**Document text**
Chemical weapons and arms control

THE only hope for reducing the likelihood of war, other than adopting such approaches as St. Matthew's ``mote and beam,'' is somehow to control the arms race between ourselves and the Soviets. Our President is not about to embrace the first; he professes the second. We are given great theatrics, great rhetoric, but in his five years till now he has in actuality done nothing, nor does he intend to do anything, as can be seen from the attitudes of those conducting his so-called arms control negotiations.

A case in point is the recent opinion piece in The Christian Science Monitor by Kenneth L. Adelman, director of the United States Arms Control and Disarmament Agency. Mr. Adelman rationalizes administration pressures on the Congress for funds to resume production of nerve-gas munitions as an arms control measure.

According to Adelman, poison gas is now accepted as a weapon of war, because of ``the employment of the deadly agent `yellow rain' '' in Laos and Cambodia and Afghanistan by the Soviets or with Soviet covert support. Yellow rain is fusarium mold, common throughout the world, and not a ``deadly agent'' at all by military standards. Extremely large quantities of munitions would be required to produce casualties -- some 3,000 tons against a typical hamlet of 12 houses.

**Records provided**
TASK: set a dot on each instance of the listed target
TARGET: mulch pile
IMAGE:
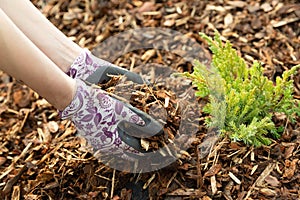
(42, 158)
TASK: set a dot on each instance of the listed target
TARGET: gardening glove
(115, 129)
(96, 117)
(86, 64)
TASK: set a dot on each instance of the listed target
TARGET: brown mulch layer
(42, 158)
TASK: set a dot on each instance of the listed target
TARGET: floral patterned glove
(96, 116)
(86, 64)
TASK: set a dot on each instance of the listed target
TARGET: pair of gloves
(108, 124)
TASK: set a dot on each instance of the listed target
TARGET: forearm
(20, 58)
(58, 47)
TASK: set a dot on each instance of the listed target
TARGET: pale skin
(34, 51)
(50, 40)
(20, 58)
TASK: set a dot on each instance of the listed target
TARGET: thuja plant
(242, 101)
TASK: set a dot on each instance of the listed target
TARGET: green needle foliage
(242, 101)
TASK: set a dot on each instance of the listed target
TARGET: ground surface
(41, 157)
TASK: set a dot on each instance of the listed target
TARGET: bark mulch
(42, 158)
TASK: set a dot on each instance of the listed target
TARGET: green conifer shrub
(242, 101)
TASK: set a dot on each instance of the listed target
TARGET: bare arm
(20, 58)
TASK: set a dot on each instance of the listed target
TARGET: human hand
(107, 123)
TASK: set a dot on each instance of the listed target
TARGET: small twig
(112, 184)
(12, 181)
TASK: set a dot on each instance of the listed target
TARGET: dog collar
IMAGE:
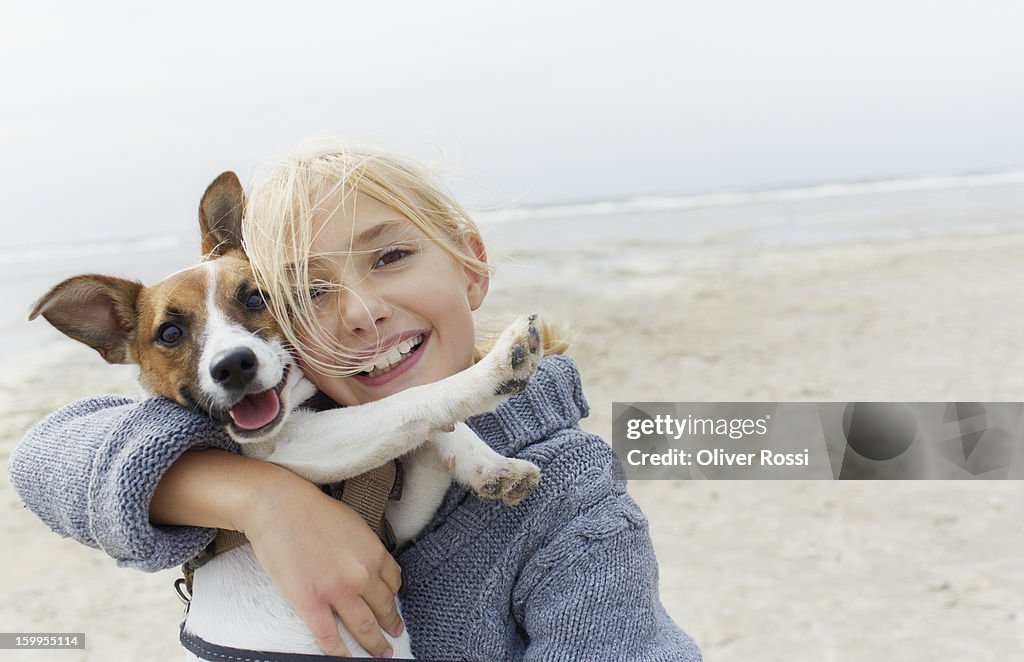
(368, 494)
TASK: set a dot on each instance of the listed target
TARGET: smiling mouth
(256, 411)
(391, 359)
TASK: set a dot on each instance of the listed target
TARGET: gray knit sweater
(569, 574)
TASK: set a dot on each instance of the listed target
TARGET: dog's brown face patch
(173, 318)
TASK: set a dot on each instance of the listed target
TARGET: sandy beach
(752, 570)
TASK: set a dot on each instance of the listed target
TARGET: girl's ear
(476, 281)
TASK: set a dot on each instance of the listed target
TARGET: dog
(204, 338)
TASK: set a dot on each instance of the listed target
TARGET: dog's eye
(255, 301)
(170, 334)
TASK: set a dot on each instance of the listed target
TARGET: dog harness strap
(206, 651)
(368, 494)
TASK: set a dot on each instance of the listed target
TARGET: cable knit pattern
(569, 574)
(89, 471)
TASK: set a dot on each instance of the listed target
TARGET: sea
(635, 236)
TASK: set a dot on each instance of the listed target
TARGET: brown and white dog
(204, 338)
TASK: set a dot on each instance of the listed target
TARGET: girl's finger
(382, 604)
(324, 626)
(361, 624)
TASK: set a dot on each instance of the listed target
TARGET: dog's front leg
(325, 447)
(492, 476)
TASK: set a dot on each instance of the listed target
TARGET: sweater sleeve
(590, 591)
(90, 469)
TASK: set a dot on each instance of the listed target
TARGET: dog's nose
(235, 369)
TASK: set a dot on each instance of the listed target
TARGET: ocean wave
(40, 252)
(644, 204)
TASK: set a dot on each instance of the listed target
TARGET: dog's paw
(510, 481)
(516, 356)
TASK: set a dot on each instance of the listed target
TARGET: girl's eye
(390, 256)
(170, 335)
(255, 301)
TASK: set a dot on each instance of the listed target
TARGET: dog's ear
(220, 215)
(99, 311)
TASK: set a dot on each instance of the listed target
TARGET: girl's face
(393, 297)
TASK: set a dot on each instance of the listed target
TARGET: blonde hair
(279, 232)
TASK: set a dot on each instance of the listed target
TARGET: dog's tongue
(256, 411)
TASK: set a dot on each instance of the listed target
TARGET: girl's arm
(590, 590)
(603, 605)
(91, 471)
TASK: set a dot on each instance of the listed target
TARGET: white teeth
(387, 360)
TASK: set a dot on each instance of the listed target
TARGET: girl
(359, 252)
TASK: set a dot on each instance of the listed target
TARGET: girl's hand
(325, 561)
(318, 552)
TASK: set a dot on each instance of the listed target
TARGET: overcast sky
(115, 116)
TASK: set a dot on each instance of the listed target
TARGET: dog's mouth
(257, 411)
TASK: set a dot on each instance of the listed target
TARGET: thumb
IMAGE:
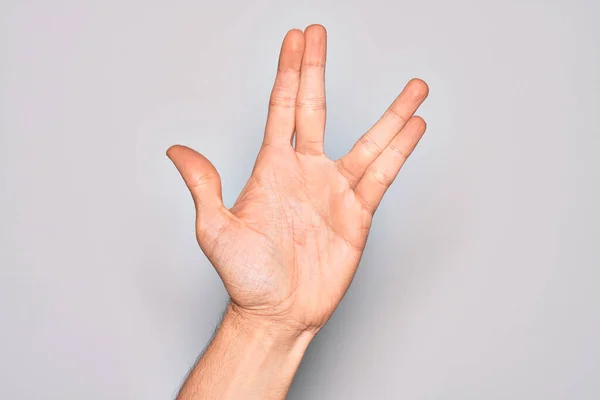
(204, 183)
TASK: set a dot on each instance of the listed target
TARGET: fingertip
(174, 149)
(294, 40)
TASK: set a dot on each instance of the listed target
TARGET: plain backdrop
(480, 278)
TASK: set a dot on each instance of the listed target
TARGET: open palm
(289, 247)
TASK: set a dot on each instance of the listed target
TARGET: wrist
(278, 330)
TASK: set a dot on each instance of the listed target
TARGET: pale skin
(288, 249)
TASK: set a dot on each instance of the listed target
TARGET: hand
(288, 249)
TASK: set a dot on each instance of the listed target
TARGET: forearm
(247, 359)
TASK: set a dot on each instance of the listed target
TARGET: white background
(480, 278)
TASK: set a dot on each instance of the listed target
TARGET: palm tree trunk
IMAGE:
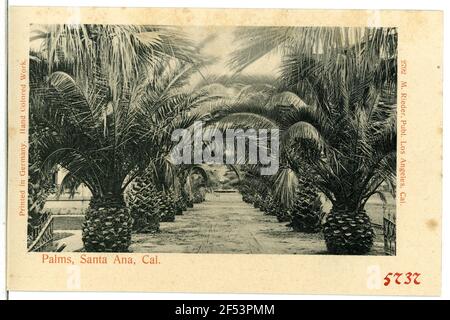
(108, 224)
(348, 231)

**Exercise tasks**
• A. In the text on chemical weapons and arms control, take the passage between "Chemical weapons and" and "arms control measure.", inclusive, and write it out again, switching "rhetoric" to "oratory".
• B. List every country that the text on chemical weapons and arms control names as a place where the agent "yellow rain" was employed.

**Responses to the tasks**
• A.
Chemical weapons and arms control

THE only hope for reducing the likelihood of war, other than adopting such approaches as St. Matthew's ``mote and beam,'' is somehow to control the arms race between ourselves and the Soviets. Our President is not about to embrace the first; he professes the second. We are given great theatrics, great oratory, but in his five years till now he has in actuality done nothing, nor does he intend to do anything, as can be seen from the attitudes of those conducting his so-called arms control negotiations.

A case in point is the recent opinion piece in The Christian Science Monitor by Kenneth L. Adelman, director of the United States Arms Control and Disarmament Agency. Mr. Adelman rationalizes administration pressures on the Congress for funds to resume production of nerve-gas munitions as an arms control measure.

• B.
Laos
Cambodia
Afghanistan